TASK INSTRUCTIONS: Reproduce everything in the data below, from the line containing "Practice step: locate the gray" down to the end of the data, with both ends included and nothing altered.

[Dataset excerpt]
[start]

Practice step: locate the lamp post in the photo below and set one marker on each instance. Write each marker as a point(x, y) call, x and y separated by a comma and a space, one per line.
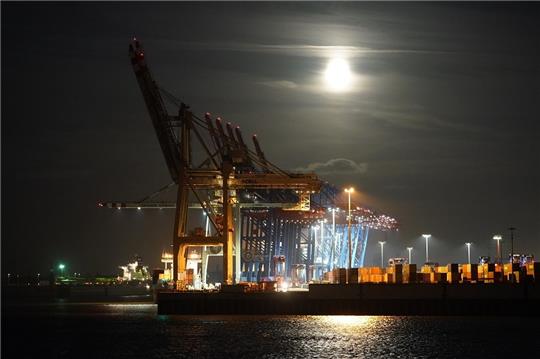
point(382, 253)
point(426, 236)
point(498, 238)
point(512, 229)
point(333, 254)
point(468, 244)
point(349, 191)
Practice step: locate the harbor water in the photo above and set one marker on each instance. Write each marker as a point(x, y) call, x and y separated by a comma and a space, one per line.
point(134, 330)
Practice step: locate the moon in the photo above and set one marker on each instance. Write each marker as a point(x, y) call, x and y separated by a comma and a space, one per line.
point(338, 76)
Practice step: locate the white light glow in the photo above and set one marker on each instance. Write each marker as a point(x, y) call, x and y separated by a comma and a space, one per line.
point(338, 76)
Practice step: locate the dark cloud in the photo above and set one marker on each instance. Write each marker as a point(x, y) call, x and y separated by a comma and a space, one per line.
point(335, 167)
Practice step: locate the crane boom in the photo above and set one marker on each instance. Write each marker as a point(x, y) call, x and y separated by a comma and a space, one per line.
point(157, 110)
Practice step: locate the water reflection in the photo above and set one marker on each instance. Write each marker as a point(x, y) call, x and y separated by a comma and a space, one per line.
point(349, 321)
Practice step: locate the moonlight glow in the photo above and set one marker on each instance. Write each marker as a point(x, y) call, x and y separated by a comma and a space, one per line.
point(338, 76)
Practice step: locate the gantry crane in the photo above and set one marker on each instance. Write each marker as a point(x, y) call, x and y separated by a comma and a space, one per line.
point(228, 170)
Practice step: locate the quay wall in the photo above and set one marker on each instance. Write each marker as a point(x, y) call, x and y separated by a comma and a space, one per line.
point(364, 299)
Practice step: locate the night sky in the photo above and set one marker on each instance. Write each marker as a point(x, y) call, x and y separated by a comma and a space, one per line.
point(440, 128)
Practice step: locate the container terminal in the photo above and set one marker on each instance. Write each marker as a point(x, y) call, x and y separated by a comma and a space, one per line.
point(252, 238)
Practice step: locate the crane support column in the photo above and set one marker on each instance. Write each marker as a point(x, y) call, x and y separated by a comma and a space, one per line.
point(227, 226)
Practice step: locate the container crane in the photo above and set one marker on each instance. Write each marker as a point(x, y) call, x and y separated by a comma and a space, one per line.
point(229, 167)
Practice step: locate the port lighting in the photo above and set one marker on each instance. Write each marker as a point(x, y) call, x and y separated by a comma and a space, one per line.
point(382, 253)
point(427, 236)
point(468, 244)
point(410, 254)
point(349, 191)
point(498, 238)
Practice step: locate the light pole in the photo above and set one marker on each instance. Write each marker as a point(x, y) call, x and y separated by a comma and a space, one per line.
point(349, 191)
point(468, 244)
point(382, 253)
point(207, 223)
point(512, 229)
point(426, 236)
point(498, 238)
point(315, 253)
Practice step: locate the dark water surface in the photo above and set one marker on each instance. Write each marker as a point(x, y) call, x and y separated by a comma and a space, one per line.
point(67, 330)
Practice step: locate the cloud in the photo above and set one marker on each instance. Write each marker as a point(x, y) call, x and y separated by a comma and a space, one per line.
point(281, 84)
point(335, 166)
point(303, 50)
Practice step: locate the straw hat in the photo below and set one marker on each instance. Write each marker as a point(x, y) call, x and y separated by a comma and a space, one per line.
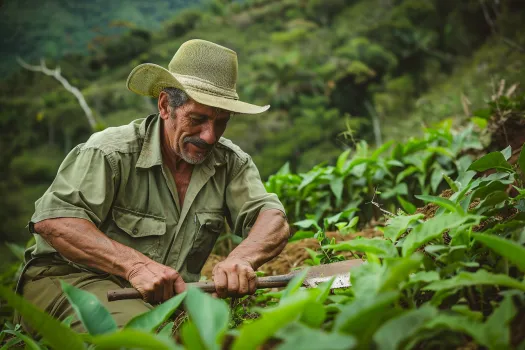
point(207, 72)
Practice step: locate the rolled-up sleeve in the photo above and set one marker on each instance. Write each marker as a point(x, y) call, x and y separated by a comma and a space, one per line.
point(246, 197)
point(83, 188)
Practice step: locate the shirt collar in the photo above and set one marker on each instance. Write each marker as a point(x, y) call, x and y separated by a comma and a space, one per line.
point(150, 154)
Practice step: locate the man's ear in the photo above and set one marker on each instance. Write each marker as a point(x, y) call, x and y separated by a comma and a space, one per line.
point(164, 106)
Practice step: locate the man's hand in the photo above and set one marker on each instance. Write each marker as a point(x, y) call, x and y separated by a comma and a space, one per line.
point(234, 277)
point(156, 282)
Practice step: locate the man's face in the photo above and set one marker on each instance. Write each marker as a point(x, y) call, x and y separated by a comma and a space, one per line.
point(193, 129)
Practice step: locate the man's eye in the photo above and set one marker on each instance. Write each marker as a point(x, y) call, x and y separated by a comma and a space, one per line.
point(195, 120)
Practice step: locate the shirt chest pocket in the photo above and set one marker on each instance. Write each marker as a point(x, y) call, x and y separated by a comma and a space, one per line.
point(209, 226)
point(141, 232)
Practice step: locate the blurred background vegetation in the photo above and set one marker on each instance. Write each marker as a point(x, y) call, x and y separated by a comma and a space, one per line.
point(335, 72)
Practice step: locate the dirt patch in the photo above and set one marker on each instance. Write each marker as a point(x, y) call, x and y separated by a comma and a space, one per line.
point(293, 255)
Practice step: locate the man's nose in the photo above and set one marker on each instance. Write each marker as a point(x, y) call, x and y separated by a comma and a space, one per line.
point(208, 134)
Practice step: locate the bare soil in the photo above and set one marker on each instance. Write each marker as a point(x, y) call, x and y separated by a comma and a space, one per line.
point(293, 255)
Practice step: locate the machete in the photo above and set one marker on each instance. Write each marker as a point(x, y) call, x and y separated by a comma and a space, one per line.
point(316, 275)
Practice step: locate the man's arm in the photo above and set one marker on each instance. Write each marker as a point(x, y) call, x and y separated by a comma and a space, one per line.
point(235, 276)
point(80, 241)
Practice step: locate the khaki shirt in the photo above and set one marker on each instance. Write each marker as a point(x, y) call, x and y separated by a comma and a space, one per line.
point(117, 180)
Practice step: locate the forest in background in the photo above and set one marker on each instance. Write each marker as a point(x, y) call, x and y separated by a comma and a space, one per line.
point(335, 72)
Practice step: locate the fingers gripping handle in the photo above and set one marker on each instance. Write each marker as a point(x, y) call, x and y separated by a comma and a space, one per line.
point(207, 286)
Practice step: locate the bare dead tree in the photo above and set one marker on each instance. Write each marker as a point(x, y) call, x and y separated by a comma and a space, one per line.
point(56, 73)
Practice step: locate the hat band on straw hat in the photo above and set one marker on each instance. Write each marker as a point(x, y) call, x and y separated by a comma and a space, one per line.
point(201, 85)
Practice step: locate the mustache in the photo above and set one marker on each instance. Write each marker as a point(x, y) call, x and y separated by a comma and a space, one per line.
point(197, 142)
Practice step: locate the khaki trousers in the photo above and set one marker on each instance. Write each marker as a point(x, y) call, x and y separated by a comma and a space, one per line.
point(40, 285)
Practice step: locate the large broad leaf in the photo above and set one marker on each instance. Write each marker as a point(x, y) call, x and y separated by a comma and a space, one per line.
point(366, 279)
point(297, 336)
point(294, 285)
point(442, 202)
point(210, 316)
point(458, 323)
point(53, 332)
point(336, 185)
point(481, 277)
point(190, 336)
point(253, 334)
point(30, 343)
point(493, 160)
point(398, 225)
point(434, 228)
point(358, 314)
point(380, 247)
point(133, 339)
point(497, 326)
point(398, 270)
point(94, 316)
point(521, 161)
point(151, 320)
point(504, 247)
point(399, 329)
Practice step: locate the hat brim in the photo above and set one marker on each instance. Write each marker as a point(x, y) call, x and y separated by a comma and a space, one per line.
point(149, 79)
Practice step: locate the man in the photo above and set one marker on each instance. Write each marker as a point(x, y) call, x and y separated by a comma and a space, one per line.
point(143, 204)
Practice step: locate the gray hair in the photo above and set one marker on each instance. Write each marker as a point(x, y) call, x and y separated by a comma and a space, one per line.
point(176, 97)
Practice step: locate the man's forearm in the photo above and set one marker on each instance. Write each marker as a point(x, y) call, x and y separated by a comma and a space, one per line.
point(82, 242)
point(267, 239)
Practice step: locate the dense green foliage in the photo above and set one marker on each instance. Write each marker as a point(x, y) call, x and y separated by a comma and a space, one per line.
point(335, 72)
point(35, 29)
point(349, 83)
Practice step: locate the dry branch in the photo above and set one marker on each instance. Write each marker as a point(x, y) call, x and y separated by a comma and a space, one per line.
point(55, 73)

[end]

OUTPUT:
Practice step: locate the gray hair in the photo above and set one marker on each instance. Write each marker as a point(x, y) call, x and y separated by a comma and a space, one per line.
point(176, 97)
Practice step: locate the man's forearm in the photo above and set one marker on each instance. Write each marker as a point(x, y) call, x and y separated by a comma and a space, one per line.
point(82, 242)
point(267, 239)
Practice step: locate the dense green foliage in the photo above and set one marker on each instance. Write each marker as a point(x, y) call, x and y separated by a comma and a space, one per line.
point(335, 72)
point(35, 29)
point(349, 83)
Practice step: locate the dry branch in the photo above and set one marker on each instance. Write each marker as a point(x, y) call, x and y separated by a comma and a space, one per line.
point(55, 73)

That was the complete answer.